* GIVEN TEXT

begin

A Semilattice consists of a set S
and a closed binary operation ⊕
which is
- associative, ie ∀ x, y, z ∈ S: x ⊕ (y ⊕ z) = (x ⊕ y) ⊕ z
- commutative, ie ∀ x, y ∈ S: x ⊕ y = y ⊕ x
- idempotent, ie ∀ x ∈ S: x ⊕ x = x
if we have some type S
and some binary function ⊕
which together form a Semilattice, then can we define a case class C(s: S)
which is also a Semilattice?
Let's define the instance like this
implicit def cSemilattice = new Semilattice[C] {
def combine(c1: C, c2: C): C = C(c1.s |+| c2.s)
}
ie:
C(s1) ⊕' C(s2) = C(s1 ⊕ s2) (**)
and test the laws
closure: The type system shows this is closed
associativity:
if ∀ x, y, z ∈ S, then
∀ x', y', z' ∈ C: x' ⊕' (y' ⊕' z') = C(x) ⊕' (C(y) ⊕' C(z))
= C(x) ⊕' (C(y ⊕ z))
= C(x ⊕ (y ⊕ z))
= C((x ⊕ y) ⊕ z) by 1)
= C(x ⊕ y) ⊕' C(z) by (**)
= (C(x) ⊕' C(y)) ⊕' C(z) QED
commutativity:
similarly, if ∀ x, y ∈ S, then
∀ x', y' ∈ C: x' ⊕' y' = C(x) ⊕' C(y)
= C(x ⊕ y)
= C(y ⊕ x) by 2)
= C(y) ⊕' C(x) by (**) QED
idempotence:
similarly, if ∀ x ∈ S, then
∀ x' ∈ C: x' ⊕' x' = C(x) ⊕' C(x)
= C(x ⊕ x)
= C(x) by 3)
= C(x) QED
this is easily expandable to case classes with an arbitary number of arguments like so
case class C'(s1: S, s2: S', ... sN: S''')
where (S, |+|), (S', |+|'), ... (S''', |+|''') form semilattices
implicit def c'Semilattice = new Semilattice[C'] {
def combine(c1: C', c2: C'): C' = C'(c1.s1 |+|' c2.s1, ... c1.sn |+|''' c2.sn)
}

end

* Entries from a pointing dataset

begin

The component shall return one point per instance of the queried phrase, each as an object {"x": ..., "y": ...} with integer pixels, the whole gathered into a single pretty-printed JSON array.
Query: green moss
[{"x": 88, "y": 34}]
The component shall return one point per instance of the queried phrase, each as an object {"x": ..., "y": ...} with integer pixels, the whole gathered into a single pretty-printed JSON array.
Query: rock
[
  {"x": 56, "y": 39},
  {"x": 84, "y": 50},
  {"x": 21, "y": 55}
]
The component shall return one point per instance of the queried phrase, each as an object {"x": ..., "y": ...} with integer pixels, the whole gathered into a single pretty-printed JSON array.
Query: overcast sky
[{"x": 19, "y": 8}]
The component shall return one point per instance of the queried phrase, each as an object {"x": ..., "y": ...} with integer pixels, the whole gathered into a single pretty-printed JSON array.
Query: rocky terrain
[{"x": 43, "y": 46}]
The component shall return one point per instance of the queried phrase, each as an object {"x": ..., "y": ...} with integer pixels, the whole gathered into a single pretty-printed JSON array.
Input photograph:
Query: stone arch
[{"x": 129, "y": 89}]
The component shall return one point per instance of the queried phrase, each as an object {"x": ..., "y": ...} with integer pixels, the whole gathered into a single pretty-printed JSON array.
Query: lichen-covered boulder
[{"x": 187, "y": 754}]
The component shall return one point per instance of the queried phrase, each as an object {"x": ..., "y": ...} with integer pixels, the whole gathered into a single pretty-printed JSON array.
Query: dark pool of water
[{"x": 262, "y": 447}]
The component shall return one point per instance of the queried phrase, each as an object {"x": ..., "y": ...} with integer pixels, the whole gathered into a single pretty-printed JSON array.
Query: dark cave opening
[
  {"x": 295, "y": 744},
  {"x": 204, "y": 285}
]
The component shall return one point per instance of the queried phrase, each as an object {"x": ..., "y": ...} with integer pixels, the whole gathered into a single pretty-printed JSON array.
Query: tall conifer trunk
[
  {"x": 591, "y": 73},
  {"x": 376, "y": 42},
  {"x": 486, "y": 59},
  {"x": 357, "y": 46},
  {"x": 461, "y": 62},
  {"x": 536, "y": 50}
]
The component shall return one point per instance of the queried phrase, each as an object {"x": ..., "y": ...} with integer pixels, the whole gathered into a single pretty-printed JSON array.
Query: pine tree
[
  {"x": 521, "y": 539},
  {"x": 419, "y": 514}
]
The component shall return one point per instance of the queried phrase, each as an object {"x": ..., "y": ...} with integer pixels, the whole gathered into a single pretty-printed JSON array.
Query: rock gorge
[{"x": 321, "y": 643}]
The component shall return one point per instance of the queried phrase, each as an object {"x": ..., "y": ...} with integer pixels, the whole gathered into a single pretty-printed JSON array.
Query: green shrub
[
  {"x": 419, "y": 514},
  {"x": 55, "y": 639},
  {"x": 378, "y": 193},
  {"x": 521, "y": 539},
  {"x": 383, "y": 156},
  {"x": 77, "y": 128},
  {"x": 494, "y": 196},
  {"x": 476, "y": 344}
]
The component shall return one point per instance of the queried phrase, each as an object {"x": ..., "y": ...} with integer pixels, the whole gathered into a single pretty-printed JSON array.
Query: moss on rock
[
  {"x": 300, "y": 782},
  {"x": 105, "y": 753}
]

end

* WRITTEN REQUEST
Copy the semilattice text between "Let's define the" and "C(x) ⊕' (C(y) ⊕' C(z))", inclusive, and change "instance" to "implementation".

* THE ANSWER
Let's define the implementation like this
implicit def cSemilattice = new Semilattice[C] {
def combine(c1: C, c2: C): C = C(c1.s |+| c2.s)
}
ie:
C(s1) ⊕' C(s2) = C(s1 ⊕ s2) (**)
and test the laws
closure: The type system shows this is closed
associativity:
if ∀ x, y, z ∈ S, then
∀ x', y', z' ∈ C: x' ⊕' (y' ⊕' z') = C(x) ⊕' (C(y) ⊕' C(z))